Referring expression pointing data

%%

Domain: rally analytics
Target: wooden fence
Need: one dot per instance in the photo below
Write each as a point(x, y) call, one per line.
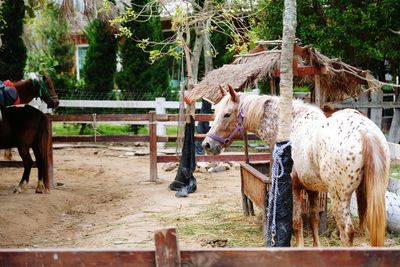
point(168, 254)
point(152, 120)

%%

What is expected:
Leaving out the pictures, repeat all the entries exactly as they stand.

Written solution:
Domain: rally analytics
Target: wooden fence
Need: one dot per instance in the photo below
Write each as a point(x, y) call, one per line.
point(168, 254)
point(152, 120)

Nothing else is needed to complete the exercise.